On 29/12/2022 07:12, Scott Talbert wrote:
On Tue, 27 Dec 2022, Ivan Perez wrote:
To be honest, I'm not entirely sure. My best guess is that Ubuntu
might be in the middle of it's own Haskell transition? I'm not sure
if there is any sort of tracker for Ubuntu transitions, but I'm
basing that guess on the fact that copilot-theorem was rebuilt on
December 12:
https://launchpad.net/ubuntu/+source/haskell-copilot-theorem
Looking at
https://launchpad.net/ubuntu/+source/haskell-copilot/3.12-1 (the
parent of all copilot packages), I see that ti's been built
successfully in all architectures. Nothing stands out, but I'm no
expert.
Something seems to have happened in the last day or so. I just
installed Lunar in a throwaway VM and sure enough, copilot is there
and installable!
Wow!!! That's amazing! I'm very happy. Thanks!
@Gianfranco, is Ubuntu in the middle of a Haskell transition?
Hi Gianfranco,
I just wanted to follow up on this. Have you had a chance to check this?
For info: We'll publish a new version of Copilot in a week (3.13).
------------------------------
= Work instruction A =
Duplicate the Copilot packaging thread word for word, from "Something seems to" up to and including "a Haskell transition?".
= Work instruction B =
Translate this sentence from the Copilot packaging thread into French: "Something seems to have happened in the last day or so."

= Provided data =
------------------------------
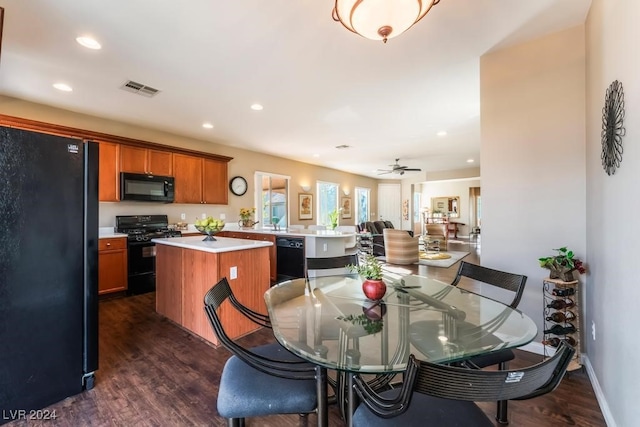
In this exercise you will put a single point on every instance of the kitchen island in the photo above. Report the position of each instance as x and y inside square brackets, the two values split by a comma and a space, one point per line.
[187, 267]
------------------------------
= Written response A =
Something seems to have happened in the last day or so. I just
installed Lunar in a throwaway VM and sure enough, copilot is there
and installable!
Wow!!! That's amazing! I'm very happy. Thanks!
@Gianfranco, is Ubuntu in the middle of a Haskell transition?

= Written response B =
Il semble que quelque chose se soit passé au cours de la dernière journée environ.